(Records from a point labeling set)
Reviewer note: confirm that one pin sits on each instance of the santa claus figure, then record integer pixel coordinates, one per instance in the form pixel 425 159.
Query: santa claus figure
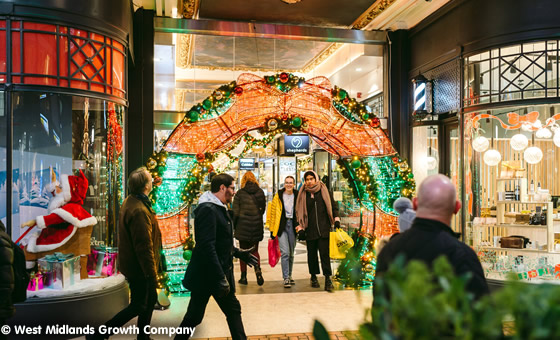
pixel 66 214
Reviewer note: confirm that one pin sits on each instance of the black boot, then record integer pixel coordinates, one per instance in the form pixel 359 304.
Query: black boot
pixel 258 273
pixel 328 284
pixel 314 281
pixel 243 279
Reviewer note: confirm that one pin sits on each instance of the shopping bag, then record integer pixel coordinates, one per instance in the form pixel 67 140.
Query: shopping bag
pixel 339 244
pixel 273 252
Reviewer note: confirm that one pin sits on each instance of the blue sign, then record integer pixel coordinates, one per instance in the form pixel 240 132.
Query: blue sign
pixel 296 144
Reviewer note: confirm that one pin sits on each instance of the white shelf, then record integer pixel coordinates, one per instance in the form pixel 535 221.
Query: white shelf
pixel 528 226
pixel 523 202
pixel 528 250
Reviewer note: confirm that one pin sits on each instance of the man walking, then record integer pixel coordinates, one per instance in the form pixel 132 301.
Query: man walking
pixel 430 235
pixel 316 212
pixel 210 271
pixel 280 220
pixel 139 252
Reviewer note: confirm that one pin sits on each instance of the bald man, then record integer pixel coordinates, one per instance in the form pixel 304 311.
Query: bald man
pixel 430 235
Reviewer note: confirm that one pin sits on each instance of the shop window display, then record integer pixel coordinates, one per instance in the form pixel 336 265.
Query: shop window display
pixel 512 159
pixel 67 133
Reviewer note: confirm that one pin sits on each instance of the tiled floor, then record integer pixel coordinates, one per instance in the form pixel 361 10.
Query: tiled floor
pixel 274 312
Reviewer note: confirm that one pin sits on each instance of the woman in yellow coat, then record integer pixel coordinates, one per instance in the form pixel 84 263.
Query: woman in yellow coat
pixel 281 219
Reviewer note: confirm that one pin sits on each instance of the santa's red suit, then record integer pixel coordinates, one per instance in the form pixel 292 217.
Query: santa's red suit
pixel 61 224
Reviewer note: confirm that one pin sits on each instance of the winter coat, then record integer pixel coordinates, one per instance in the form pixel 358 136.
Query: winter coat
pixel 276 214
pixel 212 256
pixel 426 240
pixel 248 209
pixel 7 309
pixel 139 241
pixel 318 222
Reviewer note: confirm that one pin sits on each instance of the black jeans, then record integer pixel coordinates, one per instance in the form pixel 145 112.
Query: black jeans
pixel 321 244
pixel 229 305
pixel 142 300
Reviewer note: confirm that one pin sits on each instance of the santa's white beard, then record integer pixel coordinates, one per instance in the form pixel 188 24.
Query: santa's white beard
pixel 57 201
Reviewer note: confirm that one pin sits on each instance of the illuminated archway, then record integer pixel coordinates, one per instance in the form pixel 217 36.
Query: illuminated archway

* _Prompt_
Output all of the lines above again without changing anything, leaving out the pictures.

* _Finished task_
Reviewer note: confirm that one pin sits on each instance of the santa claus figure, then record integer pixel coordinates, one per instance in the form pixel 425 159.
Query: santa claus figure
pixel 66 214
Reviewer note: confirm that one pin sits on each instance of the black boot, then record integer pixel coordinates, one per instance in the form pixel 359 304.
Query: black boot
pixel 258 273
pixel 328 284
pixel 314 281
pixel 243 279
Reviewer note: confirm that one pin sits on each instance of the shopping bag, then record integer pixel coordinates, one per instance in the form pixel 67 140.
Query: shopping bag
pixel 339 244
pixel 273 252
Reviewer note: confirm that one pin sits on each instance of the blue sign, then record integer pixel coordinates, one per instance in the form pixel 240 132.
Query: blue sign
pixel 296 144
Reviewer note: confirm that one pin sits on each instance of the white shelf, then record integer pixel coordinates, one per instance in the form pixel 535 221.
Query: white shelf
pixel 528 226
pixel 523 202
pixel 528 250
Reviewer note: confirm that one pin sits on each instance of the man walking, then record integer pixel coordinates, one per instance in the form pixel 132 301.
Query: man walking
pixel 430 235
pixel 316 212
pixel 210 271
pixel 280 220
pixel 139 252
Reviewer note: confirm that one pin sits on each instance of the bald man, then record integer pixel coordinates, one per instance in the form pixel 304 311.
Query: bald man
pixel 430 235
Reviewer note: confirm that one pin sits on each instance of the shop window display, then record integer pixel coordinates, one per instance in the form pixel 336 265.
Query: shop window display
pixel 512 159
pixel 67 133
Reviewer note: confirm that one pin sits on each instance of the tiled floor, then record integer pixel coordinates, one per instance in the form pixel 361 10.
Query: tiled floor
pixel 274 312
Reviewer note: confirm that one pin sits on each instance of the woman in yellow coat, then record integer pixel coordinates, one per instance in the form pixel 84 263.
Query: woman in yellow coat
pixel 281 219
Reviewer note: confirm that one pin sits on each instance of the santa's red suit, then record integer pixel coordinates, one per instance in the form pixel 292 217.
Query: santa's red suit
pixel 61 224
Reviewer note: confirm that one pin sits on each instance of the winter coat, then record integer pixel coordinates, one per instance in the form pixel 358 136.
Query: winter coat
pixel 276 214
pixel 212 256
pixel 426 240
pixel 248 209
pixel 7 309
pixel 139 241
pixel 318 222
Reviewer note: confirm that one pin sits on each instance of the black jeans, then record integer pixel coordinates, one per instance in the form pixel 145 112.
Query: black jeans
pixel 321 244
pixel 229 305
pixel 142 300
Reviewer note: confirm that one pin sits on each instance of the santa's white beard, then record integer pixel coordinates, one per instance in the form pixel 188 24.
Query: santa's white beard
pixel 57 201
Reviewer note: confirm that one pin sits on each instance of the illuminated archway, then record integer pixel coordinates, one per instance in the form pixel 217 36.
Query: illuminated archway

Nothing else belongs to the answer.